任务说明 1 - 请用两句话概括所给文本。

所给文本 -
__________
给定一个 n 阶方阵 A ,求其中有多少个子矩阵元素之和分别为奇数和偶数。子矩阵指从原矩阵中选出一些连续的行与列,由这些行与列交点上的元素组成的矩阵。(A 也是 A 的子矩阵)

Input Format

第一行一个数 n

接下来 n 行,每行 n 个数,第 i 行第 j 个数为 A(i, j)

Output Format

两个数,分别为元素和是奇数的子矩阵个数与元素和是偶数的子矩阵个数

Hint

结果需要用 long long 表示

Sample Input 1

2
443 718
613 296

Sample Output 1

4 5

Sample Input 2

3
802 516 936
906 150 155
39 221 557

Sample Output 2

16 20

Limits

对于40%的数据, n<=10
对于70%的数据, n<=100
对于100%的数据, n<=400

Neight99's solution

#include <iostream>

using namespace std;

const int maxN = 4e2 + 10;
int A[maxN][maxN], temp[maxN] = {0}, N, zero[maxN];
long long ans0 = 0, ans1 = 0;

void count();

int main() {
    ios::sync_with_stdio(0);
    cin.tie(0);
    cout.tie(0);

    cin >> N;
    for (int i = 0; i < N; i++) {
        for (int j = 0; j < N; j++) {
            int temp1;
            cin >> temp1;
            A[i][j] = temp1 % 2;
        }
    }

    for (int i = 0; i < N; i++) {
        for (int j = 0; j < N; j++) {
            temp[j] = A[i][j];
        }
        count();
        for (int j = i + 1; j < N; j++) {
            for (int k = 0; k < N; k++) {
                temp[k] += A[j][k];
                temp[k] %= 2;
            }
            count();
        }
        for (int j = 0; j < N; j++) {
            temp[j] = 0;
        }
    }
    ans1 = N * (N + 1) / 2;
    ans1 *= ans1;
    ans1 -= ans0;

    cout << ans0 << ' ' << ans1 << '\n';

    return 0;
}

void count() {
    int t = 0, len = 0;
    for (int i = 0; i < N; i++) {
        t++;
        if (temp[i] == 1) {
            zero[len++] = t;
            t = 0;
        }
    }

    if (len == 0) {
        return;
    } else {
        zero[len++] = ++t;
        for (int i = 0; i < len; i++) {
            for (int j = i + 1; j < len; j += 2) {
                ans0 += (zero[i] * zero[j]);
            }
        }
        len = 0;
    }
}

yyong119's solution

#include <cstdio>
#include <cstring>
#define MAX_N 405
using namespace std;
int a[MAX_N][MAX_N];
int sum[MAX_N];
int N;
long long ans_odd;
inline int read() {
    char ch = getchar(); int res = 0, flag = 1;
    while (ch != '-' && (ch < '0' || ch > '9')) ch = getchar();
    if (ch == '-') ch = getchar();
    while (ch >= '0' && ch <= '9') res = ch - '0', ch = getchar();
    return res & 1;
}
void count_odd() {
    int cur = 0;
    int zeros[MAX_N]; zeros[0] = 0;
    register int i, j;
    for (i = 0; i < N; ++i) {
        ++cur;
        if (sum[i]) {
            zeros[++zeros[0]] = cur;
            cur = 0;
        }
    }
    if (!zeros[0]) return;
    zeros[++zeros[0]] = ++cur;
    for (i = 1; i < zeros[0]; ++i)
__________
所给数据 -
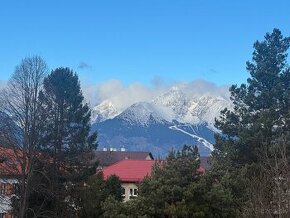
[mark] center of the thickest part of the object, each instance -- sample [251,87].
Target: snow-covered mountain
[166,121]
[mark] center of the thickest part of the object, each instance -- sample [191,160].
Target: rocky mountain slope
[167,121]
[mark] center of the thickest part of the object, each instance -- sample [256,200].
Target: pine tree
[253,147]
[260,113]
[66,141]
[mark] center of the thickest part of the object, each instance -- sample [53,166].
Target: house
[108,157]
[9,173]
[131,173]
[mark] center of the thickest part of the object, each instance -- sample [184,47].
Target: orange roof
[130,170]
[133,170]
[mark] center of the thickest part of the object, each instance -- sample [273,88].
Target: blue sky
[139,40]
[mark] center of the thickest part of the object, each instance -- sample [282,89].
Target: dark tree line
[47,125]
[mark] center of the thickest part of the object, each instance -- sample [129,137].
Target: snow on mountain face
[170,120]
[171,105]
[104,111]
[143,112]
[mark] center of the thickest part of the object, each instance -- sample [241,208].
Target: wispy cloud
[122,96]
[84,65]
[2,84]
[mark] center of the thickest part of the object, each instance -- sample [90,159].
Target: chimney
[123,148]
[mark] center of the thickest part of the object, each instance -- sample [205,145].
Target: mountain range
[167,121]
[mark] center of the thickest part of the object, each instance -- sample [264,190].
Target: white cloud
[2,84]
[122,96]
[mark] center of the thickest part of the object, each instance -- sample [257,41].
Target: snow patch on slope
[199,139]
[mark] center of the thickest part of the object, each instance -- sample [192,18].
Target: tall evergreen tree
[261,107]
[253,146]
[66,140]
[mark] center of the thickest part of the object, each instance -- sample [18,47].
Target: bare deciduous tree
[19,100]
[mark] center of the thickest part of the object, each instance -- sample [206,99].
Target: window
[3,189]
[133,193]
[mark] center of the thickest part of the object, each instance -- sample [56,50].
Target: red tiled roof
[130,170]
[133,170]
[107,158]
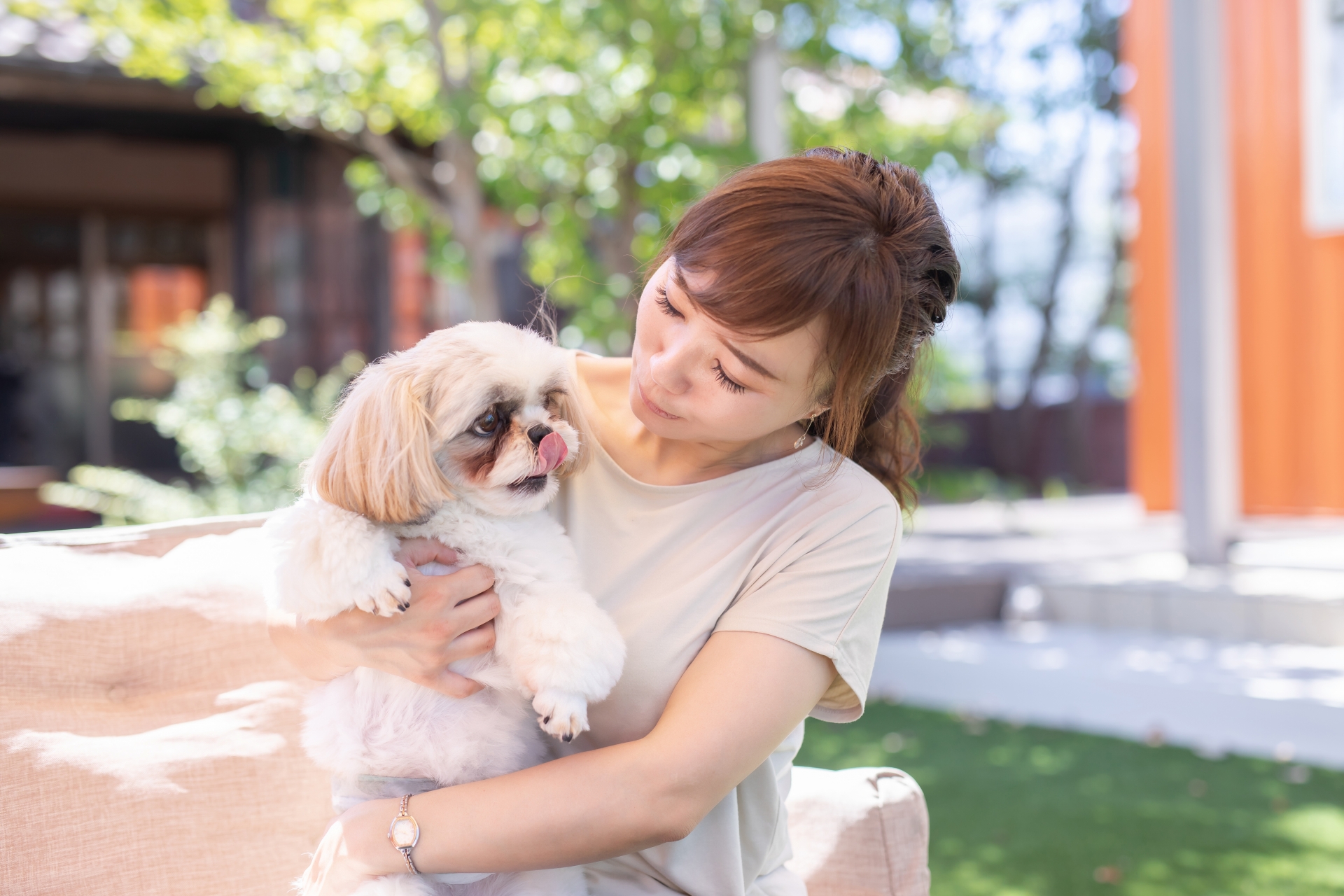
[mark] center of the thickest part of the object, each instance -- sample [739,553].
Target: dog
__________
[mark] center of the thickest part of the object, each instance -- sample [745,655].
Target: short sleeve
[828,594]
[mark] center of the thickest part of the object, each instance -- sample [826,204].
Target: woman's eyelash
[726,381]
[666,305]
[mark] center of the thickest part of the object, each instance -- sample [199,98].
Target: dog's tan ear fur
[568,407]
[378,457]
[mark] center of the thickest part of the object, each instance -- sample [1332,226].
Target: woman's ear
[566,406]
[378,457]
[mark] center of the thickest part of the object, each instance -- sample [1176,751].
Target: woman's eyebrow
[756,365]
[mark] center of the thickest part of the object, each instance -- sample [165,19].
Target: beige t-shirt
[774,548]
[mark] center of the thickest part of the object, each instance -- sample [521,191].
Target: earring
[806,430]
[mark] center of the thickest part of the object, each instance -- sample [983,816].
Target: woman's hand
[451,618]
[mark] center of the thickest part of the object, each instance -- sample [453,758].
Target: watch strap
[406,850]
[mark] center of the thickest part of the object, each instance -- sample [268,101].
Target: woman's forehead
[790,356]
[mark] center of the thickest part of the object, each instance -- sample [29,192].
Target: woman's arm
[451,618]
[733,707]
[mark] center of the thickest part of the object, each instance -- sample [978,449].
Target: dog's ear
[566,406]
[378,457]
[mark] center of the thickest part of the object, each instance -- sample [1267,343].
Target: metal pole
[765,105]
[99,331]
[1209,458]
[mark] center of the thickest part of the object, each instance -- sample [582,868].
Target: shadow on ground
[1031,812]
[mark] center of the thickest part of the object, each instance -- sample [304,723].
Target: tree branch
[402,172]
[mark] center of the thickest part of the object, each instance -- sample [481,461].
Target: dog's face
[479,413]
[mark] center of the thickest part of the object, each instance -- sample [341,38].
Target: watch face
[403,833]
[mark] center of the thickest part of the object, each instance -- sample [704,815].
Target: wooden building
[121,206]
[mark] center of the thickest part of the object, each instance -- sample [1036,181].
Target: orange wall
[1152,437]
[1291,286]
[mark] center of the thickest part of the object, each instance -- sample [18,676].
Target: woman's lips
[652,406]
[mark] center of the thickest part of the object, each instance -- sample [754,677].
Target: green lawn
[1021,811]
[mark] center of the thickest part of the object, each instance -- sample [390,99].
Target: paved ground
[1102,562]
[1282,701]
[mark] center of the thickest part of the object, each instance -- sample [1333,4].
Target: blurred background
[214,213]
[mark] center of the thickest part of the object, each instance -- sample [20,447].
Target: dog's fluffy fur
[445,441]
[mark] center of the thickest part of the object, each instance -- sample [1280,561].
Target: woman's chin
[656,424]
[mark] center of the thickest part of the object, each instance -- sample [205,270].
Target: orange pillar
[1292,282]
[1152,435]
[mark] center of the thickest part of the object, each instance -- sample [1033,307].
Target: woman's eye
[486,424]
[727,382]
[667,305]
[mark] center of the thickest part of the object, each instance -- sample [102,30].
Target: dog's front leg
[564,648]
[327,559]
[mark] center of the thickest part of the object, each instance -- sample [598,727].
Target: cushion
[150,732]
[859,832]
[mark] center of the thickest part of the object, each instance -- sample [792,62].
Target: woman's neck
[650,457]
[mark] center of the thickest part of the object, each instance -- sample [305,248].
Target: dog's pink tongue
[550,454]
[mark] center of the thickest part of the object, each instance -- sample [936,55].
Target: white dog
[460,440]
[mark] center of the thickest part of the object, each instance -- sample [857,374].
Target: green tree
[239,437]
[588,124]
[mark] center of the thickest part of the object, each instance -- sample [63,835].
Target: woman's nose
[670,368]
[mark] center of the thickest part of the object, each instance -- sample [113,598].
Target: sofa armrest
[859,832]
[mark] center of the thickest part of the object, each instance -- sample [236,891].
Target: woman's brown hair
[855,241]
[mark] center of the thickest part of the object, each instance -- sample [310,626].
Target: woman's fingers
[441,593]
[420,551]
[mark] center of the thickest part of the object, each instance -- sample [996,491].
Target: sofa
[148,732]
__________
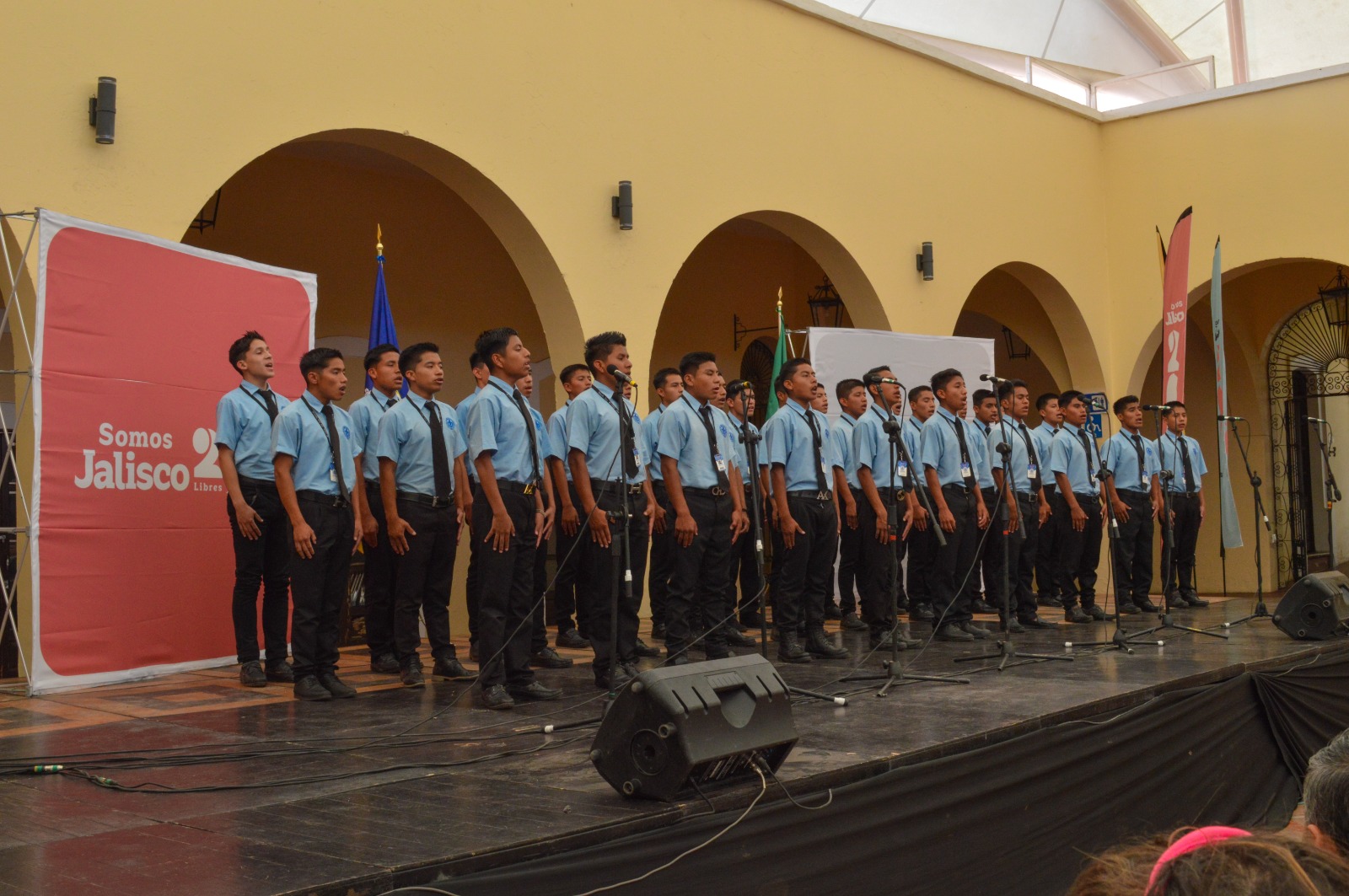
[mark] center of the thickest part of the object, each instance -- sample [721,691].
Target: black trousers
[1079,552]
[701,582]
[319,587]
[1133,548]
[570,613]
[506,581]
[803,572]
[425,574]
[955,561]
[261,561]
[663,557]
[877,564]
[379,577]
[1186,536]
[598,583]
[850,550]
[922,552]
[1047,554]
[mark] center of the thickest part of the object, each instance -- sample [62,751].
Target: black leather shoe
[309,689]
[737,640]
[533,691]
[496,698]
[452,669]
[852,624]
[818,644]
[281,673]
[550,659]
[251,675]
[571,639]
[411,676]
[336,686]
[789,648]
__________
任务说明 2 - 统计上面各行中含有字符串“watch”的行数，只写出这个数。

任务结果 1 - 题目要求统计给定 n 阶方阵中元素之和为奇数的子矩阵个数和为偶数的子矩阵个数：输入先给出 n，再给出矩阵；输出这两个个数，结果需用 long long 表示，n 最大为 400。文本随后给出 Neight99 和 yyong119 的两份解法代码，两者在读入时都只保留各元素的奇偶性（对 2 取余）。

任务结果 2 - 2